» Written request: Reproduce all of the data exactly, with no line skipped.

» Source records:
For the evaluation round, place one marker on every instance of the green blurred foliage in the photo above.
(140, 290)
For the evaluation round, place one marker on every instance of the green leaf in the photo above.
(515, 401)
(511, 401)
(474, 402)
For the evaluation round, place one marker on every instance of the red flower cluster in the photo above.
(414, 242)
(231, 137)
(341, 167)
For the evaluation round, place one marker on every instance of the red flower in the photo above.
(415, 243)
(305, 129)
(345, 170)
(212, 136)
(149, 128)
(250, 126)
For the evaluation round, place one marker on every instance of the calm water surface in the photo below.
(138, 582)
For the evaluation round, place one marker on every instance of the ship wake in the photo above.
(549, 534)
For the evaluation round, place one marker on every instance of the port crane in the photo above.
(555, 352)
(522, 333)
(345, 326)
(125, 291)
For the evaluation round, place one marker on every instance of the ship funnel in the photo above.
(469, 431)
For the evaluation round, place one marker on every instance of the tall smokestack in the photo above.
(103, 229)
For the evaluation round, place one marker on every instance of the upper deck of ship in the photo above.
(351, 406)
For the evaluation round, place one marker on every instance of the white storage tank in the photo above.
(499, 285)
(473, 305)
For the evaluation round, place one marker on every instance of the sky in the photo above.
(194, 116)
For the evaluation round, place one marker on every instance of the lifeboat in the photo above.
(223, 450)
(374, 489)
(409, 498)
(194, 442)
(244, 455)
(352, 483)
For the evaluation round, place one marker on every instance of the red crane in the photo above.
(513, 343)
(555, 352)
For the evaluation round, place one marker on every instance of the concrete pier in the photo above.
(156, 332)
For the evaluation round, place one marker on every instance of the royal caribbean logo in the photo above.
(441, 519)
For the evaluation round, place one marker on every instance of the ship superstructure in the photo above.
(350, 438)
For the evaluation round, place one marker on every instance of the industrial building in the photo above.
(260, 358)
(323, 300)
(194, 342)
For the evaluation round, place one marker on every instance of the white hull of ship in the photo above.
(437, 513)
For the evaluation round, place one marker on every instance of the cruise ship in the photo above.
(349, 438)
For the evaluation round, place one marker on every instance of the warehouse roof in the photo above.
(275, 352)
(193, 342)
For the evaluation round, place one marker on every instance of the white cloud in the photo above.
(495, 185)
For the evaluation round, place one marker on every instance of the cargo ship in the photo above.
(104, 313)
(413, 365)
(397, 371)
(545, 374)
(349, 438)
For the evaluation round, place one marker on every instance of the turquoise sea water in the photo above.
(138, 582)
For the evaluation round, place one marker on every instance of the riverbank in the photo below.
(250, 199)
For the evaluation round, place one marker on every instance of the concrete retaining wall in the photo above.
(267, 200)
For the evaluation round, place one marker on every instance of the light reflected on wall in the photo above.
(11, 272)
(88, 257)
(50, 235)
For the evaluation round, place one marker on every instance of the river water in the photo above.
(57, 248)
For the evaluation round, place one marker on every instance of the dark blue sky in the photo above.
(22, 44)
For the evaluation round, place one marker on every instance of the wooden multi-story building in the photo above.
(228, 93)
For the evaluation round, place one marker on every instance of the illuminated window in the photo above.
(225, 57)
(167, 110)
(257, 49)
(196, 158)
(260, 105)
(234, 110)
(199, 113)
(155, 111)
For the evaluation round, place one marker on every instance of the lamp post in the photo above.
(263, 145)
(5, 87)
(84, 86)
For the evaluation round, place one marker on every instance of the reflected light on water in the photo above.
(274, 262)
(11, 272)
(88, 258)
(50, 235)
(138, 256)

» Response:
For the evaluation round, place one marker on every instance of the green blurred foliage in the photo above.
(140, 290)
For the evaluation round, place one marker on every instance of the green leaf in the photo above.
(515, 401)
(511, 401)
(474, 402)
For the evaluation round, place one marker on every instance of the red flower cluster in the photo above.
(414, 242)
(231, 137)
(341, 167)
For the evaluation round, place one marker on every instance of the red flower in the photo above.
(415, 243)
(305, 129)
(345, 170)
(212, 136)
(149, 128)
(250, 126)
For the evaluation round, place one marker on every instance of the calm water surface in the photo below.
(138, 582)
For the evaluation round, place one marker on every instance of the ship wake in the photo above.
(549, 534)
For the evaluation round, place one marker on every instance of the port crane in the photo above.
(555, 352)
(522, 333)
(345, 326)
(125, 291)
For the evaluation round, place one marker on every instance of the ship funnel in the photo above.
(469, 431)
For the evaluation round, place one marker on every instance of the tall smokestack in the photo above.
(103, 229)
For the evaluation round, place one marker on every instance of the upper deck of ship in the photo above.
(351, 406)
For the evaluation round, place one marker on every instance of the white storage tank in the photo above.
(499, 285)
(473, 305)
For the evaluation round, place one marker on every instance of the sky in the photo above.
(194, 116)
For the evaluation round, place one marker on every instance of the lifeboat in the photo above.
(223, 450)
(374, 489)
(409, 498)
(194, 442)
(244, 455)
(352, 483)
For the evaluation round, place one marker on every instance of the red crane in the photo above.
(513, 343)
(555, 352)
For the evaluation round, place one marker on every instance of the concrete pier in the photo above.
(156, 332)
For the evaluation round, place one marker on every instance of the royal caribbean logo in the photo above.
(441, 519)
For the evaluation round, place one marker on every instance of the ship superstructure in the photo above.
(350, 438)
For the evaluation round, place one marker on every instance of the industrial building in the photo above.
(260, 358)
(323, 300)
(194, 342)
For the evaluation round, place one marker on every instance of the white hull of ship in the photo above.
(437, 513)
For the evaluation round, place one marker on every instance of the cruise ship in the photo above.
(349, 438)
For the evaluation round, place one marker on every instance of the warehouse roof in the photo above.
(275, 352)
(193, 342)
For the evaluation round, place one marker on every instance of the white cloud in the photo above.
(495, 185)
For the evaluation round, place one marker on every instance of the cargo ship in the photo above.
(104, 313)
(413, 365)
(397, 371)
(545, 374)
(349, 438)
For the evaluation round, place one marker on every instance of the turquoise sea water in the photo above.
(138, 582)
For the evaluation round, place one marker on every instance of the riverbank in the photo below.
(250, 199)
For the evaluation round, place one marker on every instance of the concrete retaining wall in the photo above.
(267, 200)
For the evaluation round, place one marker on every instance of the light reflected on wall in the photo above.
(11, 272)
(88, 257)
(50, 235)
For the evaluation round, place one marker on every instance of the river water in the photo above.
(57, 248)
For the evaluation round, place one marker on every instance of the dark blue sky in the photo above.
(22, 44)
For the evaluation round, place one marker on every instance of the wooden multi-story building in the photo above.
(228, 93)
For the evaluation round, place one marker on every instance of the illuminated window in the photo above.
(225, 57)
(167, 110)
(257, 49)
(196, 158)
(260, 105)
(234, 110)
(199, 113)
(155, 111)
For the evaluation round, place one marker on every instance of the lamp post in the photo above.
(263, 145)
(5, 87)
(84, 86)
For the evaluation round, place one marker on every instance of the reflected light on water in the photo above.
(274, 262)
(11, 272)
(88, 258)
(50, 235)
(138, 256)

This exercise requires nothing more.